Given exercise:
Count the lines in the items below that contain the string "garnish", and state only the resulting number.

· · · ·

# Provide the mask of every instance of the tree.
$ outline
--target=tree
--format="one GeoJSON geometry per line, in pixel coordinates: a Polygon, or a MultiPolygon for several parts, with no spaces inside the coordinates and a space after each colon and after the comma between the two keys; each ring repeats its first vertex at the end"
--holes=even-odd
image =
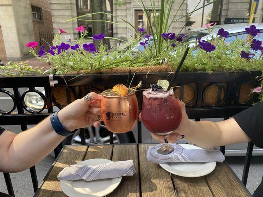
{"type": "MultiPolygon", "coordinates": [[[[91,0],[91,9],[92,13],[107,12],[106,0],[91,0]]],[[[93,35],[97,35],[103,33],[105,36],[109,36],[108,23],[99,21],[107,21],[107,14],[96,14],[92,15],[92,33],[93,35]]],[[[99,42],[93,40],[94,44],[98,46],[99,42]]],[[[106,44],[108,49],[111,48],[110,40],[109,39],[103,40],[104,44],[106,44]]]]}
{"type": "MultiPolygon", "coordinates": [[[[189,13],[188,9],[188,3],[187,3],[187,14],[189,13]]],[[[186,27],[192,27],[193,24],[195,23],[195,21],[191,21],[189,15],[186,16],[186,27]]]]}

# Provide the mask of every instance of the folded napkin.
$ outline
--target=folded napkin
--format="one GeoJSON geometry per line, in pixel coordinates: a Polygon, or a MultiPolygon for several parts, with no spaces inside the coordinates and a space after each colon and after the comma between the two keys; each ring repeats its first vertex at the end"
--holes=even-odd
{"type": "Polygon", "coordinates": [[[97,165],[72,165],[65,167],[58,175],[59,180],[84,179],[90,181],[133,176],[136,173],[133,160],[109,162],[97,165]]]}
{"type": "Polygon", "coordinates": [[[186,149],[178,157],[174,157],[173,152],[167,155],[161,155],[157,152],[162,144],[150,146],[147,151],[147,159],[156,163],[167,162],[220,162],[225,160],[225,157],[220,151],[205,149],[186,149]],[[153,148],[152,150],[151,150],[153,148]],[[155,156],[155,157],[153,157],[155,156]],[[156,158],[157,157],[158,158],[156,158]]]}

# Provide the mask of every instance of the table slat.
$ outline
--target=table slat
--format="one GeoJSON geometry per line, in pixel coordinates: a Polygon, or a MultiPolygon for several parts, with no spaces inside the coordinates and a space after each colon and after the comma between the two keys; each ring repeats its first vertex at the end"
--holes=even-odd
{"type": "Polygon", "coordinates": [[[136,145],[115,145],[113,147],[113,161],[133,160],[136,173],[133,176],[122,177],[118,188],[108,197],[139,197],[139,169],[137,147],[136,145]]]}
{"type": "Polygon", "coordinates": [[[62,169],[82,161],[87,151],[86,146],[64,146],[63,152],[55,164],[49,175],[41,186],[38,197],[66,197],[60,188],[57,176],[62,169]]]}
{"type": "Polygon", "coordinates": [[[213,197],[204,177],[183,177],[172,175],[178,197],[213,197]]]}
{"type": "Polygon", "coordinates": [[[103,158],[111,160],[113,146],[89,146],[84,160],[95,158],[103,158]]]}
{"type": "Polygon", "coordinates": [[[215,197],[251,197],[225,162],[217,162],[215,170],[205,178],[215,197]]]}
{"type": "Polygon", "coordinates": [[[159,164],[150,163],[146,159],[149,146],[139,145],[142,197],[175,197],[170,174],[159,164]]]}

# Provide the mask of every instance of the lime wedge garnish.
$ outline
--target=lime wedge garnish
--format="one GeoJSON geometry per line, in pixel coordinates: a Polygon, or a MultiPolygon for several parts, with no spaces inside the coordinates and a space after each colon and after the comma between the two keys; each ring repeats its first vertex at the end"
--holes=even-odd
{"type": "Polygon", "coordinates": [[[165,80],[160,79],[158,80],[157,84],[161,86],[161,87],[163,88],[165,91],[166,91],[169,86],[169,81],[165,80]]]}

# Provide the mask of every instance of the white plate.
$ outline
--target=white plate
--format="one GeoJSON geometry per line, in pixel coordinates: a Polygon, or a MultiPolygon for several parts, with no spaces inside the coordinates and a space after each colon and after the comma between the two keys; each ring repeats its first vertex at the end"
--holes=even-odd
{"type": "MultiPolygon", "coordinates": [[[[202,149],[192,145],[180,144],[186,149],[202,149]]],[[[165,170],[176,175],[185,177],[199,177],[212,172],[216,167],[216,162],[180,162],[159,163],[165,170]]]]}
{"type": "MultiPolygon", "coordinates": [[[[96,165],[113,162],[105,159],[92,159],[83,161],[79,165],[96,165]]],[[[62,191],[70,197],[99,197],[110,194],[119,185],[122,177],[86,181],[84,180],[75,181],[60,181],[62,191]]]]}

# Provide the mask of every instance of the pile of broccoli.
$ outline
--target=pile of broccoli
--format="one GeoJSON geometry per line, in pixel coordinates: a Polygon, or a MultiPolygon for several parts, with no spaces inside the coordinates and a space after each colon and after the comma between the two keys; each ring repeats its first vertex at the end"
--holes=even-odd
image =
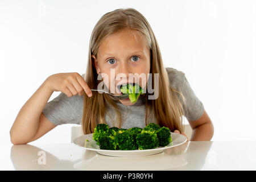
{"type": "Polygon", "coordinates": [[[144,94],[143,89],[138,84],[128,84],[120,87],[120,90],[123,94],[128,93],[131,102],[136,102],[139,95],[144,94]]]}
{"type": "Polygon", "coordinates": [[[172,142],[171,132],[166,127],[150,123],[143,129],[109,128],[106,124],[98,124],[94,129],[93,139],[100,149],[134,150],[164,147],[172,142]]]}

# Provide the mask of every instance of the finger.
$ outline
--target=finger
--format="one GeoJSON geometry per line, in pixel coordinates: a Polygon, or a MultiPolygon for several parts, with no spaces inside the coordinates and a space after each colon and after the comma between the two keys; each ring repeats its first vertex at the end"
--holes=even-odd
{"type": "Polygon", "coordinates": [[[77,94],[77,91],[76,91],[72,84],[68,84],[68,85],[67,85],[67,87],[68,88],[70,92],[71,92],[73,96],[76,96],[77,94]]]}
{"type": "Polygon", "coordinates": [[[187,148],[188,147],[188,142],[186,142],[184,144],[180,146],[183,151],[185,151],[187,149],[187,148]]]}
{"type": "Polygon", "coordinates": [[[76,77],[76,79],[79,82],[79,84],[80,84],[81,86],[82,86],[82,88],[84,89],[84,92],[85,92],[87,96],[88,96],[88,97],[92,97],[92,90],[90,90],[90,88],[88,86],[88,85],[84,80],[84,78],[82,76],[81,76],[81,75],[78,75],[76,77]]]}
{"type": "Polygon", "coordinates": [[[76,80],[75,81],[72,82],[73,86],[74,86],[75,89],[78,92],[79,95],[81,96],[84,94],[84,89],[79,84],[79,83],[76,80]]]}
{"type": "Polygon", "coordinates": [[[187,138],[187,142],[188,142],[189,141],[189,139],[188,139],[188,136],[186,135],[186,134],[185,134],[185,133],[184,133],[184,132],[182,132],[181,133],[181,135],[184,135],[185,136],[186,136],[186,138],[187,138]]]}
{"type": "Polygon", "coordinates": [[[72,93],[71,93],[71,92],[70,92],[69,89],[67,86],[65,86],[64,89],[63,93],[65,94],[66,96],[68,97],[73,96],[72,93]]]}

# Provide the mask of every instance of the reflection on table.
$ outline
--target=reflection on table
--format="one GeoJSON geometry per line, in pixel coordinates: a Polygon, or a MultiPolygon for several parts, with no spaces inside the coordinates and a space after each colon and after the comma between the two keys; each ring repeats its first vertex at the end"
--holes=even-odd
{"type": "Polygon", "coordinates": [[[159,154],[131,157],[103,155],[72,143],[14,145],[11,159],[16,170],[200,170],[211,145],[188,142],[159,154]]]}

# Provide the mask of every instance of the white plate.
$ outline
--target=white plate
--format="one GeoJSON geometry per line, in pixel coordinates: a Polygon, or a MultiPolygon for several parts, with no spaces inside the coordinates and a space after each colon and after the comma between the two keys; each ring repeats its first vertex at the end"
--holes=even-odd
{"type": "Polygon", "coordinates": [[[158,154],[163,152],[165,149],[181,145],[187,142],[187,138],[183,135],[171,132],[171,136],[172,137],[172,142],[169,143],[167,146],[159,147],[154,149],[147,150],[101,150],[100,149],[100,146],[97,144],[96,142],[93,140],[92,133],[75,138],[73,140],[73,143],[84,149],[95,151],[98,154],[105,155],[115,156],[142,156],[158,154]],[[88,139],[89,142],[86,142],[86,145],[85,146],[85,142],[86,139],[88,139]]]}

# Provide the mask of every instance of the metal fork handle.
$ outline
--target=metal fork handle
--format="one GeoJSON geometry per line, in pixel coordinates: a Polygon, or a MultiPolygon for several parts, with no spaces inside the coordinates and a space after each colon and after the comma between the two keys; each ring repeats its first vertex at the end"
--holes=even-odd
{"type": "Polygon", "coordinates": [[[92,91],[100,91],[100,92],[105,92],[106,93],[109,94],[111,96],[112,96],[112,97],[114,99],[116,99],[116,100],[123,100],[123,99],[125,99],[125,98],[127,98],[129,97],[128,94],[123,94],[123,95],[121,95],[121,96],[115,96],[115,95],[109,93],[109,92],[106,92],[105,90],[95,90],[95,89],[90,89],[90,90],[92,91]]]}

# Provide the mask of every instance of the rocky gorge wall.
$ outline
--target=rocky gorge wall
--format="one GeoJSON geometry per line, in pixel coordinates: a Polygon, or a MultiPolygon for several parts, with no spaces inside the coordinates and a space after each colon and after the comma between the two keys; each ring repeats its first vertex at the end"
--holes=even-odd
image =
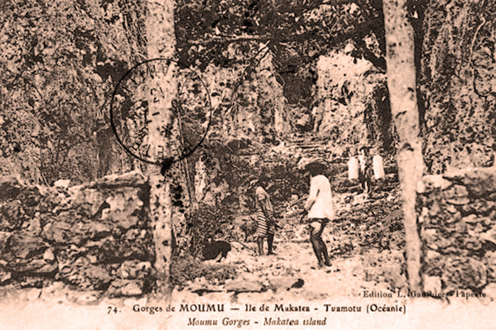
{"type": "Polygon", "coordinates": [[[62,186],[0,177],[0,285],[60,281],[117,296],[149,291],[154,253],[145,177],[135,171],[62,186]]]}
{"type": "Polygon", "coordinates": [[[496,169],[426,176],[417,201],[426,291],[480,293],[496,282],[496,169]]]}

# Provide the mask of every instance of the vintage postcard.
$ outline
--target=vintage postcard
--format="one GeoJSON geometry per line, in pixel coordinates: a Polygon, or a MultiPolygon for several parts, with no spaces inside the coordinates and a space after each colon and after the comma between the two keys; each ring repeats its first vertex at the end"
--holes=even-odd
{"type": "Polygon", "coordinates": [[[0,329],[493,329],[495,12],[0,1],[0,329]]]}

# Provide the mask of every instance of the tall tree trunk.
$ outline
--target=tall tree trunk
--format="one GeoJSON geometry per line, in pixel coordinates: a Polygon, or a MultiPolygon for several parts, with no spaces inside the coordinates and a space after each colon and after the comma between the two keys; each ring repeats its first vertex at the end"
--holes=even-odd
{"type": "MultiPolygon", "coordinates": [[[[149,59],[171,59],[176,46],[174,34],[173,0],[154,0],[147,2],[148,12],[145,18],[147,51],[149,59]]],[[[151,63],[151,65],[153,64],[151,63]]],[[[177,72],[174,63],[171,63],[164,79],[163,75],[151,75],[147,81],[149,97],[152,90],[161,90],[161,97],[153,98],[149,102],[149,112],[158,112],[148,127],[150,153],[158,159],[163,150],[165,156],[170,155],[168,138],[160,134],[160,128],[172,120],[171,108],[173,98],[177,90],[177,72]]],[[[146,174],[150,185],[150,208],[153,222],[153,241],[155,247],[155,264],[158,292],[166,293],[169,288],[170,264],[172,256],[172,205],[170,183],[169,178],[160,173],[156,166],[148,166],[146,174]]]]}
{"type": "Polygon", "coordinates": [[[418,292],[421,287],[421,245],[415,213],[416,189],[424,165],[415,92],[413,28],[407,18],[406,0],[383,0],[382,6],[387,87],[399,139],[398,172],[403,199],[408,280],[410,290],[418,292]]]}

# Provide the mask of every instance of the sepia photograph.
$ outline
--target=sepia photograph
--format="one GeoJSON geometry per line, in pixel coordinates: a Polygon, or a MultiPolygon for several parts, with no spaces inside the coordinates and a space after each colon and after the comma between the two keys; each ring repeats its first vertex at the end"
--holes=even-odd
{"type": "Polygon", "coordinates": [[[494,329],[495,155],[493,0],[0,0],[0,329],[494,329]]]}

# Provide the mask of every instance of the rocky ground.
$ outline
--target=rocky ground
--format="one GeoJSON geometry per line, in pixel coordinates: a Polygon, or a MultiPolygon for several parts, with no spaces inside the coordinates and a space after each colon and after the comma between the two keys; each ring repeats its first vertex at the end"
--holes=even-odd
{"type": "MultiPolygon", "coordinates": [[[[233,311],[231,308],[239,307],[242,311],[246,304],[259,308],[262,303],[270,306],[271,311],[275,304],[318,307],[318,312],[280,316],[303,319],[311,315],[314,319],[326,318],[327,322],[334,325],[332,329],[347,327],[350,322],[362,329],[379,329],[384,322],[398,327],[402,325],[402,329],[448,323],[454,326],[457,322],[465,322],[457,316],[463,313],[456,313],[467,310],[466,304],[460,305],[467,301],[464,300],[452,300],[448,305],[445,300],[408,300],[395,295],[392,298],[374,298],[372,302],[406,306],[410,311],[406,316],[376,314],[371,319],[365,312],[339,315],[324,313],[323,304],[365,309],[371,301],[364,297],[365,290],[405,292],[404,242],[395,181],[393,178],[389,183],[386,181],[376,186],[376,188],[381,188],[367,200],[359,194],[349,192],[355,189],[353,187],[348,188],[348,192],[335,194],[337,216],[323,235],[332,255],[330,267],[315,267],[316,262],[306,229],[298,223],[298,206],[295,205],[281,220],[283,228],[276,236],[276,255],[257,255],[253,241],[232,242],[232,250],[226,260],[219,263],[205,261],[200,264],[204,269],[209,270],[206,273],[211,274],[224,274],[223,270],[234,269],[234,272],[228,272],[236,274],[231,278],[198,277],[184,283],[183,287],[174,288],[168,299],[153,295],[112,298],[102,296],[101,291],[71,290],[61,282],[42,289],[18,290],[5,286],[0,293],[0,315],[2,317],[0,317],[0,329],[41,329],[42,324],[49,325],[51,329],[180,329],[186,325],[190,317],[207,317],[207,313],[178,314],[176,310],[176,313],[171,314],[166,311],[168,306],[178,309],[181,304],[186,303],[225,304],[225,312],[210,313],[208,317],[217,318],[219,322],[224,317],[249,318],[251,326],[246,329],[254,329],[254,321],[263,322],[264,317],[275,314],[257,312],[248,317],[246,312],[233,311]],[[163,310],[136,312],[137,306],[138,310],[152,306],[161,306],[163,310]],[[454,314],[449,320],[441,322],[435,313],[447,308],[454,311],[454,314]],[[426,324],[418,317],[419,314],[432,321],[426,324]]],[[[489,298],[472,302],[477,303],[479,309],[477,311],[489,308],[491,301],[489,298]]],[[[471,306],[476,308],[473,304],[471,306]]]]}

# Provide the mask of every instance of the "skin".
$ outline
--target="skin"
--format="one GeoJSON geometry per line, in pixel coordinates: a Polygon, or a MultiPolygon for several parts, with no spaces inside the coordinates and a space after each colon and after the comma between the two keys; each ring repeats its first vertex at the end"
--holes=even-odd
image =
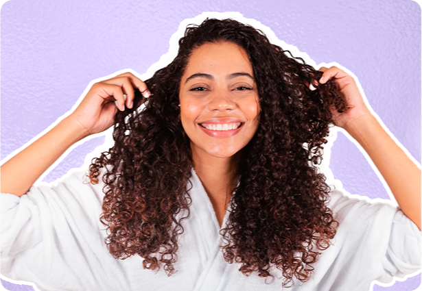
{"type": "MultiPolygon", "coordinates": [[[[221,225],[233,181],[236,181],[234,169],[237,166],[241,150],[252,138],[257,127],[257,94],[253,84],[255,91],[237,92],[243,90],[234,90],[237,87],[231,82],[235,83],[235,79],[238,77],[227,78],[233,73],[248,73],[253,77],[251,71],[248,71],[251,66],[244,51],[235,45],[204,45],[197,49],[191,58],[180,84],[180,118],[191,140],[195,170],[221,225]],[[231,58],[225,58],[224,53],[229,53],[231,58]],[[224,64],[228,60],[233,62],[233,66],[224,64]],[[210,75],[213,80],[192,78],[186,81],[192,74],[198,73],[210,75]],[[199,81],[207,89],[204,92],[191,91],[194,83],[199,81]],[[226,115],[244,120],[242,127],[245,127],[229,138],[202,134],[198,123],[226,115]]],[[[351,106],[342,114],[333,112],[336,125],[347,131],[368,153],[400,208],[422,229],[422,171],[372,114],[353,77],[335,66],[321,68],[320,71],[323,75],[320,82],[333,80],[340,94],[344,96],[351,106]]],[[[244,76],[242,78],[244,79],[239,81],[240,84],[247,83],[250,79],[244,76]]],[[[115,101],[120,110],[124,110],[125,106],[132,107],[134,88],[139,88],[145,97],[150,94],[145,83],[128,73],[94,84],[70,116],[0,167],[0,192],[19,197],[26,193],[43,173],[73,143],[113,125],[117,110],[115,101]],[[127,95],[126,101],[124,94],[127,95]]]]}
{"type": "Polygon", "coordinates": [[[221,227],[242,149],[259,125],[259,97],[246,52],[231,42],[196,49],[182,77],[179,98],[194,167],[221,227]],[[204,130],[204,124],[235,122],[242,123],[238,129],[204,130]]]}

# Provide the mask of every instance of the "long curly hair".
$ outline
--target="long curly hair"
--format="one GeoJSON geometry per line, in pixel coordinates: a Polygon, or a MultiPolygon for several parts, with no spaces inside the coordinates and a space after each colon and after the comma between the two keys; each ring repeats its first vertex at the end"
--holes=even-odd
{"type": "Polygon", "coordinates": [[[283,286],[305,281],[336,233],[327,206],[330,188],[317,165],[333,124],[330,109],[347,107],[333,82],[318,82],[320,72],[232,19],[189,25],[176,58],[145,81],[152,96],[143,103],[135,90],[134,107],[116,114],[115,145],[93,160],[89,175],[92,183],[102,177],[105,184],[100,219],[106,243],[116,258],[137,254],[145,268],[175,272],[178,238],[191,202],[192,159],[178,118],[179,84],[192,51],[219,42],[247,52],[261,108],[220,231],[224,257],[266,281],[274,279],[272,267],[282,272],[283,286]],[[317,89],[309,90],[310,84],[317,89]]]}

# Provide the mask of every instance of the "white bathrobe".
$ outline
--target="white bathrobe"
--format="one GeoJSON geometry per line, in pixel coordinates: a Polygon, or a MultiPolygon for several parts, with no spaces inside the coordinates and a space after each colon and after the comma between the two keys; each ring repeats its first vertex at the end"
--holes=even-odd
{"type": "MultiPolygon", "coordinates": [[[[281,279],[266,283],[224,261],[215,212],[194,171],[190,216],[183,221],[177,272],[170,277],[163,268],[143,269],[138,255],[122,260],[110,255],[99,219],[103,184],[84,182],[84,175],[73,170],[21,198],[0,194],[2,277],[34,282],[40,290],[283,290],[281,279]]],[[[366,291],[373,280],[388,283],[422,268],[421,232],[391,203],[340,189],[331,192],[329,207],[340,223],[333,245],[314,265],[309,281],[285,290],[366,291]]]]}

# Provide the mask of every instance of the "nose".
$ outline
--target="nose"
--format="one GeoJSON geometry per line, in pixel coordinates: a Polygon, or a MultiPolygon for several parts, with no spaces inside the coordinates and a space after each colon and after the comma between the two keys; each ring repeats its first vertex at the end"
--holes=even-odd
{"type": "Polygon", "coordinates": [[[208,109],[211,111],[231,111],[236,108],[236,103],[233,97],[226,92],[214,92],[208,103],[208,109]]]}

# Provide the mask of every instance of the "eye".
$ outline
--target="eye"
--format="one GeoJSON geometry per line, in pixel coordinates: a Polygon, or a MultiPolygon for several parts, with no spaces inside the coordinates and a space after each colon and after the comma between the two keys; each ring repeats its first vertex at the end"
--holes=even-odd
{"type": "Polygon", "coordinates": [[[253,90],[253,88],[247,86],[239,86],[236,87],[235,90],[253,90]]]}
{"type": "Polygon", "coordinates": [[[191,88],[191,90],[189,90],[189,91],[206,91],[207,89],[205,87],[202,87],[202,86],[198,86],[198,87],[195,87],[191,88]]]}

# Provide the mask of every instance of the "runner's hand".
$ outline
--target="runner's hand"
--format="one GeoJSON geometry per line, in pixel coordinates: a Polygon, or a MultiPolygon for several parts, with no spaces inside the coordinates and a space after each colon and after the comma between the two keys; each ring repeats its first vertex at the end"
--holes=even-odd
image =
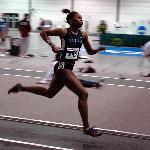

· · · ·

Result of the task:
2